DATA TO USE: Begin

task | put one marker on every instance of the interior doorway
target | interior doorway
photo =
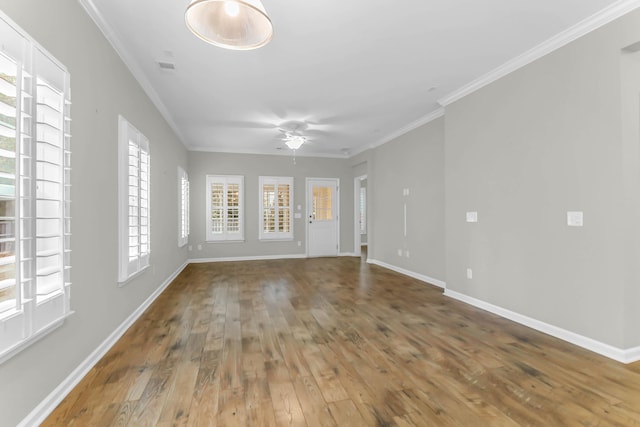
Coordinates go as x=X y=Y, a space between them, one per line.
x=360 y=226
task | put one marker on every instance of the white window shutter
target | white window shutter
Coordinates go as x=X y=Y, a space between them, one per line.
x=35 y=191
x=133 y=201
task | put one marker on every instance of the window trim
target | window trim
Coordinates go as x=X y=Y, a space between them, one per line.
x=126 y=268
x=276 y=235
x=36 y=315
x=183 y=207
x=225 y=236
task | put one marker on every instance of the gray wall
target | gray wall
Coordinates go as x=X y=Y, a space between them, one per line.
x=252 y=167
x=523 y=151
x=101 y=88
x=414 y=161
x=363 y=236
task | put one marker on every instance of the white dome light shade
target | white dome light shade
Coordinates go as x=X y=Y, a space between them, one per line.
x=294 y=141
x=231 y=24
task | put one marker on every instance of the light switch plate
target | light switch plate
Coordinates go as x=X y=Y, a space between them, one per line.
x=575 y=219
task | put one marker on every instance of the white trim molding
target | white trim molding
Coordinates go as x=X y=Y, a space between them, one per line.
x=433 y=115
x=621 y=355
x=132 y=65
x=46 y=407
x=587 y=25
x=246 y=258
x=422 y=277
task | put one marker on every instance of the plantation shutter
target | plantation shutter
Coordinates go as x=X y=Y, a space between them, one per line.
x=135 y=241
x=35 y=191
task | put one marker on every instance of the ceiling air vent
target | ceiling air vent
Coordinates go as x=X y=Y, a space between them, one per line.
x=166 y=66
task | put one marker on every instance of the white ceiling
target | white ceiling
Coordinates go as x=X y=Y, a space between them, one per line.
x=347 y=74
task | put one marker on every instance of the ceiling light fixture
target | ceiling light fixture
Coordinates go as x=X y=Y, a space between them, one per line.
x=294 y=141
x=231 y=24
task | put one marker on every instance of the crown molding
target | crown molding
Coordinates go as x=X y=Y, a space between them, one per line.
x=131 y=64
x=585 y=26
x=283 y=152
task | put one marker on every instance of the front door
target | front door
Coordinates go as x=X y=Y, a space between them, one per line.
x=322 y=217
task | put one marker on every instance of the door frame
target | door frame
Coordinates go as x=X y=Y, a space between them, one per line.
x=357 y=242
x=307 y=180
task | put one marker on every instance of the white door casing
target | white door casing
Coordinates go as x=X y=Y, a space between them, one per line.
x=322 y=217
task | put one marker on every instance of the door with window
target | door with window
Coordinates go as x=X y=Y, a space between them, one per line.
x=322 y=217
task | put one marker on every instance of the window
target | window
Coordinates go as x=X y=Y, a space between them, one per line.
x=322 y=204
x=133 y=195
x=276 y=198
x=183 y=206
x=363 y=210
x=225 y=208
x=35 y=178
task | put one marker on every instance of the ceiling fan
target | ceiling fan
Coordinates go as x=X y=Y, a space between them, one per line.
x=294 y=141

DATA TO USE: End

PROBLEM DESCRIPTION =>
Your answer should be only the number of lines, in the entries above, that include "front".

RESPONSE TO THE TASK =>
2